#### Task details:
Look at every line of the material below and tally those containing "fence". Reply with the total alone.

#### Given information:
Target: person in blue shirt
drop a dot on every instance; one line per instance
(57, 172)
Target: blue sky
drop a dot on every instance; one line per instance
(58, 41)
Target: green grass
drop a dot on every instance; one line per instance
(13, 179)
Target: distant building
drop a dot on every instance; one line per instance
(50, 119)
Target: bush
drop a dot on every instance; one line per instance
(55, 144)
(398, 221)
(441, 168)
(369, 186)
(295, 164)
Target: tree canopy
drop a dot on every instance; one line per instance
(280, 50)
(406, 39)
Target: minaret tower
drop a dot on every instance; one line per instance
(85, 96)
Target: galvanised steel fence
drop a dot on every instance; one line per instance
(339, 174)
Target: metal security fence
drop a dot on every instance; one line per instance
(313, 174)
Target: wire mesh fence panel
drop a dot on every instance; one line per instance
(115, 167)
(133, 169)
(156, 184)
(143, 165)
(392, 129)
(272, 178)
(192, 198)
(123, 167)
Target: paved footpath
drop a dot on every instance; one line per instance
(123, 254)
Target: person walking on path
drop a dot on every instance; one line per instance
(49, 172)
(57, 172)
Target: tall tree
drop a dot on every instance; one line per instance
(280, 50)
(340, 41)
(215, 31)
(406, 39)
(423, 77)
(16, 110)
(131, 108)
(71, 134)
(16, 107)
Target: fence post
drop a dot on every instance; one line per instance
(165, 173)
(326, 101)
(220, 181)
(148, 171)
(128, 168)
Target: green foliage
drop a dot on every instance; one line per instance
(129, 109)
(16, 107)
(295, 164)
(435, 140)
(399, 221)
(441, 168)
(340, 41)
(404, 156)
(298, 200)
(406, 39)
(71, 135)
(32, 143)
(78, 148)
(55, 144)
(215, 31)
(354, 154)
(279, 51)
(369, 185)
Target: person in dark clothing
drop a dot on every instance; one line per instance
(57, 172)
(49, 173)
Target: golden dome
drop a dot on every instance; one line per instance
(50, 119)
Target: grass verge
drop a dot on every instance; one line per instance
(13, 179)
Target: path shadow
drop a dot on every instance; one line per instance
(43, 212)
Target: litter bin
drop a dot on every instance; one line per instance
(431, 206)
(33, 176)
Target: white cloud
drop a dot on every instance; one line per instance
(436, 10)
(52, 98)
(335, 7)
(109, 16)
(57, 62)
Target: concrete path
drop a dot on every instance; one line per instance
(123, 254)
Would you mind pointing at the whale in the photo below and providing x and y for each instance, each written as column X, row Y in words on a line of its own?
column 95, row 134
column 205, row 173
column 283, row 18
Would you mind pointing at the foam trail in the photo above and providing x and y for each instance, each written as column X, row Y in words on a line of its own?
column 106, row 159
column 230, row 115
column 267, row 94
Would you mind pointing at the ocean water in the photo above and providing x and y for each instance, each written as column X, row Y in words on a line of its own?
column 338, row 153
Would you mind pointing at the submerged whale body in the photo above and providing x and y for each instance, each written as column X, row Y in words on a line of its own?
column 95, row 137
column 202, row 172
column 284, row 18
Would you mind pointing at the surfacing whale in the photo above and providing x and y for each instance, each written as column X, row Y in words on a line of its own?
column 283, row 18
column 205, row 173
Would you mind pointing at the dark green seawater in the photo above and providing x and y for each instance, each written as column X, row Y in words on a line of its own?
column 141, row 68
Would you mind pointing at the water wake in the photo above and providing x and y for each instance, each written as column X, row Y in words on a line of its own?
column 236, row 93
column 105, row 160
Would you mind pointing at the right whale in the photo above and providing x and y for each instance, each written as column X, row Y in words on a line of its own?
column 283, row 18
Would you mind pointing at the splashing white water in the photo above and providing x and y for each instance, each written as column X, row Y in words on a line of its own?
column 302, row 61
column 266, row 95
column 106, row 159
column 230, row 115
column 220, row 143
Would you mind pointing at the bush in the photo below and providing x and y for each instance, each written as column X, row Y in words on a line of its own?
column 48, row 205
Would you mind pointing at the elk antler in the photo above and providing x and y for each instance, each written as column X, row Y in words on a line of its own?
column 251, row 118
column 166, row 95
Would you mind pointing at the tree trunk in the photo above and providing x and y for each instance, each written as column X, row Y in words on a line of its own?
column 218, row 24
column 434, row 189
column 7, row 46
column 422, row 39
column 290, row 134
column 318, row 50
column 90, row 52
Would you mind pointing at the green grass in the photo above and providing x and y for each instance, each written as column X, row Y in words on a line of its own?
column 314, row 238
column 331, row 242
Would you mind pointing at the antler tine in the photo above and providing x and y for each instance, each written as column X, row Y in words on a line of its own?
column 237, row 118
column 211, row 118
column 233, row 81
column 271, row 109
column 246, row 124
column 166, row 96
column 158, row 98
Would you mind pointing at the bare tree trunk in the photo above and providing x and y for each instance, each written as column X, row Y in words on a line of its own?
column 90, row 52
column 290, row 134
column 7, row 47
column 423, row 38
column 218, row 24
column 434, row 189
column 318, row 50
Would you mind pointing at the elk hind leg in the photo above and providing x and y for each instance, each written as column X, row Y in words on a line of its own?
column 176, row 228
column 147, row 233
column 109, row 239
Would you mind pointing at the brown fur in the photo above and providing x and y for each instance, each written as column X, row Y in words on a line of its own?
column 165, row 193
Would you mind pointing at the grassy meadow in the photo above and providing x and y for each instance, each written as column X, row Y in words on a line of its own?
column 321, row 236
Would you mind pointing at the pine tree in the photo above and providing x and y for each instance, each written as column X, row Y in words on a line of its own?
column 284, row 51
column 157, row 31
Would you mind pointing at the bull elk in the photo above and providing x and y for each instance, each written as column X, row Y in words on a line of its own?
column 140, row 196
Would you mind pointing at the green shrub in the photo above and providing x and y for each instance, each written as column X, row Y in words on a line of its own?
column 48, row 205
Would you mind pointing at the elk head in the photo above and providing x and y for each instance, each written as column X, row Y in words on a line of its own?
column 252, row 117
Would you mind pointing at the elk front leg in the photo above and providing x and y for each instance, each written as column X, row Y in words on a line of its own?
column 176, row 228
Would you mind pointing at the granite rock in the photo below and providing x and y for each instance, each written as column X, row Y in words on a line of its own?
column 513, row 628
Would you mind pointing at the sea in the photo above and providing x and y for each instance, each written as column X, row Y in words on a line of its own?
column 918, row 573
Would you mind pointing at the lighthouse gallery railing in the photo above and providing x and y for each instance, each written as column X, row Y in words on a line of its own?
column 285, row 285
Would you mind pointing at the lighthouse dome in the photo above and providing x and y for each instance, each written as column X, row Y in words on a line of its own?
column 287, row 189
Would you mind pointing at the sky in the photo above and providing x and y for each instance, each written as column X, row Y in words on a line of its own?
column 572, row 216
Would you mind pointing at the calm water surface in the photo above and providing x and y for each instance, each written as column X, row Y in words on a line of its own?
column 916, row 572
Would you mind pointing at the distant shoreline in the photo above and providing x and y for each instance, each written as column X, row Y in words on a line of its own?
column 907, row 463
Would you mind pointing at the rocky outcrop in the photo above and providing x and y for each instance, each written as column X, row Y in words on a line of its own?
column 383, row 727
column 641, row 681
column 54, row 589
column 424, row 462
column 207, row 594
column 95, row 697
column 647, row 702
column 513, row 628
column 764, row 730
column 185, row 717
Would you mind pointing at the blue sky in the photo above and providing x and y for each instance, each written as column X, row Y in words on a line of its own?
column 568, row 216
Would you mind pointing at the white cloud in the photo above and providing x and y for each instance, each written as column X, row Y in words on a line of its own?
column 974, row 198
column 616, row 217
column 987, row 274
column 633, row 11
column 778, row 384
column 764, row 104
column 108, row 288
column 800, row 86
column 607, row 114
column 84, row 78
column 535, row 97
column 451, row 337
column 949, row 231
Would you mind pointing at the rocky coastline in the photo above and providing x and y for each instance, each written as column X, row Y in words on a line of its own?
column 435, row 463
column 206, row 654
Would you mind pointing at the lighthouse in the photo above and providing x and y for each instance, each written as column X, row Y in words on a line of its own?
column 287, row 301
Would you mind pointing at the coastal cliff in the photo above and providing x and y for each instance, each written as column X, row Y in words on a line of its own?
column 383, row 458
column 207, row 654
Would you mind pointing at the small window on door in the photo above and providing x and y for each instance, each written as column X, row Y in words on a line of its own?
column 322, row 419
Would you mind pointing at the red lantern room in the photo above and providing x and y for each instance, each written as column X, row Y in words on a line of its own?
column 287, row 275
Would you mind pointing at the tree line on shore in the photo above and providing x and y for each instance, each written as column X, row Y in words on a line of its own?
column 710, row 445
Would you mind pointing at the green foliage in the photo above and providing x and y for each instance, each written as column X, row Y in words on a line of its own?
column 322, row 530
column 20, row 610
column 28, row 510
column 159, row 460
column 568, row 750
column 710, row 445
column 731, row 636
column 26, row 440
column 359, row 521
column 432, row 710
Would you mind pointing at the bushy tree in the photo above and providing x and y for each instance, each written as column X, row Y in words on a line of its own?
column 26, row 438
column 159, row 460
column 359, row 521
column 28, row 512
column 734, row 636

#### Solution to this exercise:
4